▶ [Your task] Retype the records below so that each one matches exactly.

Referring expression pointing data

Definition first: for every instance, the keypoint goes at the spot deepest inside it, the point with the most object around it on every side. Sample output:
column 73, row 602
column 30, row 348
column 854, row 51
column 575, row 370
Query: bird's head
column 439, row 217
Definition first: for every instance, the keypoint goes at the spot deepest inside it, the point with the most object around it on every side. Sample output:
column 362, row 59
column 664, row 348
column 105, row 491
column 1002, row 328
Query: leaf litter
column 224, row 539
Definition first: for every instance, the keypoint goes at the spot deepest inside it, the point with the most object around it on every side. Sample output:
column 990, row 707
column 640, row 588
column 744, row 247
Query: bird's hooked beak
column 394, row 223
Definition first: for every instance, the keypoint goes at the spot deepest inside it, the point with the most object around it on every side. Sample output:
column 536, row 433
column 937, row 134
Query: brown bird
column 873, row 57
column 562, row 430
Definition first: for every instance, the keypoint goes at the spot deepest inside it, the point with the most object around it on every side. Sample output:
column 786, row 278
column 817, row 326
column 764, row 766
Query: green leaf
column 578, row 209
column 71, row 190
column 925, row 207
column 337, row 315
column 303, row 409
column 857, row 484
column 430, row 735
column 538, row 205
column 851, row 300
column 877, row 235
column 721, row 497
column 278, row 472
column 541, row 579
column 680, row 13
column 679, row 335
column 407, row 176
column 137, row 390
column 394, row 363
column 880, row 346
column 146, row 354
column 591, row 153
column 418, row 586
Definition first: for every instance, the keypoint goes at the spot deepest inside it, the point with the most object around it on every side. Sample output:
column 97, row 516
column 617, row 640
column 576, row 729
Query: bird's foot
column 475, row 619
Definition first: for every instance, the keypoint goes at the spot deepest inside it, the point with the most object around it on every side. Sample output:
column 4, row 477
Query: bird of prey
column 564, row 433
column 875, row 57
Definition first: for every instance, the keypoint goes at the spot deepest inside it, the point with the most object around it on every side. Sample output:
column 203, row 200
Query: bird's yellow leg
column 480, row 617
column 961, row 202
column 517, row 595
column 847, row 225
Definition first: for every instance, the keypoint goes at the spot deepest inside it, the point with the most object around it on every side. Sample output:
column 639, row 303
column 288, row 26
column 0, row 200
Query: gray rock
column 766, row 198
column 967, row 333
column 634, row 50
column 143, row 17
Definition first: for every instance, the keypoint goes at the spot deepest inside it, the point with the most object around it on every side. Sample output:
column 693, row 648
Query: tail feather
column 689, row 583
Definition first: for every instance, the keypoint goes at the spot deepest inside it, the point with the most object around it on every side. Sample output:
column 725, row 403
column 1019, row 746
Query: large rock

▶ [Solution to this task]
Definition first: for every instance, the keypoint goes at the spot deepest inside it, the point with the most object around it on every side. Sample output:
column 73, row 602
column 30, row 348
column 854, row 51
column 575, row 370
Query: bird's head
column 439, row 217
Definition first: for every instance, the keypoint goes at the spot deepest inside it, the point with the most object around it on every side. Sample output:
column 362, row 59
column 664, row 348
column 105, row 491
column 1002, row 328
Query: leaf litter
column 224, row 539
Definition first: for every instance, the keypoint goes at the spot deepest inside it, the point with the most object around it on every side. Sample output:
column 990, row 707
column 640, row 588
column 744, row 247
Query: bird's hooked beak
column 394, row 223
Definition first: for every instance, the keypoint goes at the spot deepest inside it, the point with the most object around it on every side. Sample output:
column 536, row 433
column 937, row 134
Query: brown bird
column 873, row 57
column 562, row 430
Definition first: for every instance, the keypoint goes at the spot deepest inside it, the point with the most object around it on every side. Sample output:
column 786, row 278
column 817, row 326
column 764, row 766
Query: green leaf
column 578, row 209
column 71, row 190
column 925, row 207
column 337, row 315
column 303, row 409
column 857, row 484
column 430, row 735
column 538, row 205
column 851, row 300
column 877, row 235
column 721, row 497
column 278, row 472
column 541, row 579
column 680, row 13
column 679, row 335
column 407, row 176
column 137, row 390
column 394, row 363
column 880, row 346
column 146, row 354
column 591, row 153
column 418, row 586
Definition first: for every instance, the keypoint goes at the spot deepest inside it, the point with the most object around it on every side. Sample output:
column 97, row 516
column 617, row 640
column 576, row 729
Query: bird's foot
column 475, row 619
Definition first: for every instance, the keypoint goes at the spot deepest inside it, the point with the most object around it on every side. Sample output:
column 4, row 477
Query: bird of prey
column 564, row 433
column 875, row 57
Definition first: for every instance, the keypoint goes at the spot deepest inside it, the point with the most object around it on every side. Sample output:
column 203, row 200
Query: bird's yellow leg
column 480, row 617
column 961, row 202
column 517, row 595
column 847, row 225
Definition first: for every instance, the keypoint goes at the spot deepest inside it, the point with the most object around it on every side. Sample output:
column 639, row 303
column 288, row 26
column 0, row 200
Query: gray rock
column 766, row 198
column 967, row 333
column 634, row 50
column 143, row 17
Definition first: for every instance, the keypoint goes at the spot deepest inside it, the point with the most object around it on every side. Sample output:
column 693, row 648
Query: tail feather
column 689, row 583
Definition first: for every instance, the keypoint goes at the spot deepest inside it, the point with the most object around it on every side. Sample output:
column 725, row 403
column 1019, row 746
Query: large rock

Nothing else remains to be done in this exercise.